● **WHAT IS BEING ASKED**
Recast every line of the data below as a Markdown table with two columns, No. and Line, numbering the rows consecutively and omitting any blank lines.

● **DATA PROVIDED**

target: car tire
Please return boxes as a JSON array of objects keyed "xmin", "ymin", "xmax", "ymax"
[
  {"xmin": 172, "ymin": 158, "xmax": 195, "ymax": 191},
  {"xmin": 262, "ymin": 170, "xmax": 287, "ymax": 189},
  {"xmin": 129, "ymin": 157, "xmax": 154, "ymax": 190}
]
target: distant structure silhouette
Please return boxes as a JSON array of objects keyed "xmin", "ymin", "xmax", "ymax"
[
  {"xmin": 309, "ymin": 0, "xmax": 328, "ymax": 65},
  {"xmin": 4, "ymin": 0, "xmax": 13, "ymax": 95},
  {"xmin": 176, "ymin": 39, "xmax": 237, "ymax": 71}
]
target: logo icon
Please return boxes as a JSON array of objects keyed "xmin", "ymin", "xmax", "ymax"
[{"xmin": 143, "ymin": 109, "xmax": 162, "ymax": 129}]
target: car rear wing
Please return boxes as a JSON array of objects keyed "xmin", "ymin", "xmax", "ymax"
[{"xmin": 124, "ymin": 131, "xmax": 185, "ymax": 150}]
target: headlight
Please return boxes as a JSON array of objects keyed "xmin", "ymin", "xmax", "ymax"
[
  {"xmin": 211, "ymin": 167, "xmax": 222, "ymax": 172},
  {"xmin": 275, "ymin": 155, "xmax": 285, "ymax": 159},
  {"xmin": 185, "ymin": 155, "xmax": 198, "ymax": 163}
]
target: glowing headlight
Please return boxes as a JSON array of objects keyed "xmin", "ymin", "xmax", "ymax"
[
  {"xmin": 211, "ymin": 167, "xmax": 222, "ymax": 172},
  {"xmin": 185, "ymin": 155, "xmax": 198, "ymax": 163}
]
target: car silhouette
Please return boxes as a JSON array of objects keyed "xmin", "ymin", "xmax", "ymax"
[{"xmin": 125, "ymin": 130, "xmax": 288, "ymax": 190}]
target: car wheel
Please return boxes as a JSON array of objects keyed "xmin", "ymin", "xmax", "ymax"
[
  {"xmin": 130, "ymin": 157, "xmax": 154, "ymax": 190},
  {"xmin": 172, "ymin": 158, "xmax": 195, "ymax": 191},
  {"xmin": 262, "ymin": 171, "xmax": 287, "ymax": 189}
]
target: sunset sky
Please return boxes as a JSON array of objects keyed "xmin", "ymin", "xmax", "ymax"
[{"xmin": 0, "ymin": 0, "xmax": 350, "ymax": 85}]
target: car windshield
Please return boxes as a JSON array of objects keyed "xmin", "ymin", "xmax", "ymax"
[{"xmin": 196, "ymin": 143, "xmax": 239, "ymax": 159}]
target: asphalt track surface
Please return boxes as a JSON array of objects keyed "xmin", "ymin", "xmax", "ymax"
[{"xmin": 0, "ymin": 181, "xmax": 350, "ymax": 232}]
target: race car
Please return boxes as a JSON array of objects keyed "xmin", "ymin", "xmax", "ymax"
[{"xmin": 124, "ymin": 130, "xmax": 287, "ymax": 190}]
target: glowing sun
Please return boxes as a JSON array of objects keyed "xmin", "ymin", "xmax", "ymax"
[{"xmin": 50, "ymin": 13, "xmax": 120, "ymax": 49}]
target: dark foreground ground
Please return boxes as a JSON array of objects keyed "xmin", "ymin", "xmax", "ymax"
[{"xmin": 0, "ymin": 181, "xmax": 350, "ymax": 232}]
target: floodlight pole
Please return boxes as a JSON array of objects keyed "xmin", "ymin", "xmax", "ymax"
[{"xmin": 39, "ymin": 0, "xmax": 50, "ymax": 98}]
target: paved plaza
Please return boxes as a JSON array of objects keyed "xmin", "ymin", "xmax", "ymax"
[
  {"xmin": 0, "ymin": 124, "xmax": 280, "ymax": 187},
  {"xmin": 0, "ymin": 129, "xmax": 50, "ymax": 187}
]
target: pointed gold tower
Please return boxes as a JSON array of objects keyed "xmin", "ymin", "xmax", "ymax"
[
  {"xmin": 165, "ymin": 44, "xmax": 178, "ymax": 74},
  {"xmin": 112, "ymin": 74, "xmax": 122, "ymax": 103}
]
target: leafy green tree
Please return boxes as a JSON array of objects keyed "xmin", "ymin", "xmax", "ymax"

● **WRITTEN RESPONSE**
| No. | Line |
|---|---|
| 1 | target: car tire |
| 2 | Please return boxes as a JSON array of objects keyed "xmin", "ymin", "xmax", "ymax" |
| 3 | [ |
| 4 |   {"xmin": 172, "ymin": 158, "xmax": 195, "ymax": 191}, |
| 5 |   {"xmin": 262, "ymin": 170, "xmax": 287, "ymax": 189}, |
| 6 |   {"xmin": 129, "ymin": 157, "xmax": 154, "ymax": 190} |
| 7 | ] |
| 8 | target: distant structure silhouette |
| 9 | Please return boxes as a JSON array of objects keyed "xmin", "ymin", "xmax", "ymax" |
| 10 | [ |
| 11 |   {"xmin": 309, "ymin": 0, "xmax": 328, "ymax": 65}, |
| 12 |   {"xmin": 4, "ymin": 0, "xmax": 13, "ymax": 95}, |
| 13 |   {"xmin": 176, "ymin": 39, "xmax": 237, "ymax": 71} |
| 14 | ] |
| 15 | target: logo icon |
| 16 | Please return boxes as a JSON array of objects keyed "xmin", "ymin", "xmax", "ymax" |
| 17 | [{"xmin": 143, "ymin": 109, "xmax": 162, "ymax": 129}] |
| 18 | target: car rear wing |
| 19 | Please return boxes as a JSON array of objects keyed "xmin", "ymin", "xmax", "ymax" |
| 20 | [{"xmin": 124, "ymin": 131, "xmax": 185, "ymax": 150}] |
| 21 | target: headlight |
| 22 | Please return boxes as a JSON array of objects keyed "xmin", "ymin", "xmax", "ymax" |
| 23 | [ |
| 24 |   {"xmin": 211, "ymin": 167, "xmax": 222, "ymax": 172}, |
| 25 |   {"xmin": 275, "ymin": 155, "xmax": 285, "ymax": 159}, |
| 26 |   {"xmin": 185, "ymin": 155, "xmax": 198, "ymax": 163} |
| 27 | ] |
| 28 | target: glowing headlight |
| 29 | Please return boxes as a JSON array of objects keyed "xmin", "ymin", "xmax", "ymax" |
| 30 | [ |
| 31 |   {"xmin": 211, "ymin": 167, "xmax": 222, "ymax": 172}, |
| 32 |   {"xmin": 185, "ymin": 155, "xmax": 198, "ymax": 163} |
| 33 | ] |
| 34 | target: car silhouette |
| 35 | Please return boxes as a JSON array of objects keyed "xmin", "ymin", "xmax", "ymax" |
| 36 | [{"xmin": 125, "ymin": 130, "xmax": 288, "ymax": 190}] |
| 37 | target: car wheel |
| 38 | Please return boxes as a JSON array of objects keyed "xmin", "ymin", "xmax", "ymax" |
| 39 | [ |
| 40 |   {"xmin": 130, "ymin": 157, "xmax": 154, "ymax": 190}, |
| 41 |   {"xmin": 172, "ymin": 158, "xmax": 195, "ymax": 191}, |
| 42 |   {"xmin": 262, "ymin": 171, "xmax": 287, "ymax": 189} |
| 43 | ] |
| 44 | target: sunset sky |
| 45 | Please return boxes as a JSON array of objects keyed "xmin", "ymin", "xmax", "ymax" |
| 46 | [{"xmin": 0, "ymin": 0, "xmax": 350, "ymax": 85}] |
| 47 | target: car windshield |
| 48 | Please return boxes as a JSON array of objects keyed "xmin", "ymin", "xmax", "ymax" |
| 49 | [{"xmin": 196, "ymin": 143, "xmax": 239, "ymax": 159}] |
| 50 | target: asphalt track surface |
| 51 | Please return boxes as a JSON array of objects keyed "xmin", "ymin", "xmax", "ymax" |
| 52 | [{"xmin": 0, "ymin": 181, "xmax": 350, "ymax": 232}] |
| 53 | target: race car |
| 54 | Please return boxes as a JSON array of objects keyed "xmin", "ymin", "xmax", "ymax" |
| 55 | [{"xmin": 124, "ymin": 130, "xmax": 287, "ymax": 190}] |
| 56 | target: glowing sun |
| 57 | Please return boxes as a JSON array of objects keyed "xmin", "ymin", "xmax", "ymax" |
| 58 | [{"xmin": 50, "ymin": 13, "xmax": 120, "ymax": 49}] |
| 59 | target: dark foreground ground |
| 60 | Please return boxes as a JSON array of objects keyed "xmin", "ymin", "xmax", "ymax" |
| 61 | [{"xmin": 0, "ymin": 181, "xmax": 350, "ymax": 232}] |
| 62 | target: floodlight pole |
| 63 | Please return boxes as a JSON array of objects keyed "xmin", "ymin", "xmax", "ymax" |
| 64 | [{"xmin": 39, "ymin": 0, "xmax": 50, "ymax": 98}] |
| 65 | target: paved plaza |
| 66 | Please return boxes as a JSON array of objects keyed "xmin", "ymin", "xmax", "ymax" |
| 67 | [ |
| 68 |   {"xmin": 0, "ymin": 124, "xmax": 280, "ymax": 187}, |
| 69 |   {"xmin": 0, "ymin": 129, "xmax": 50, "ymax": 187} |
| 70 | ] |
| 71 | target: pointed gold tower |
| 72 | Please return boxes as a JSON array of objects keyed "xmin", "ymin", "xmax", "ymax" |
| 73 | [ |
| 74 |   {"xmin": 165, "ymin": 44, "xmax": 178, "ymax": 74}, |
| 75 |   {"xmin": 112, "ymin": 74, "xmax": 122, "ymax": 103} |
| 76 | ] |
| 77 | target: leafy green tree |
| 78 | Please return boxes as a JSON array of objects keyed "xmin", "ymin", "xmax", "ymax" |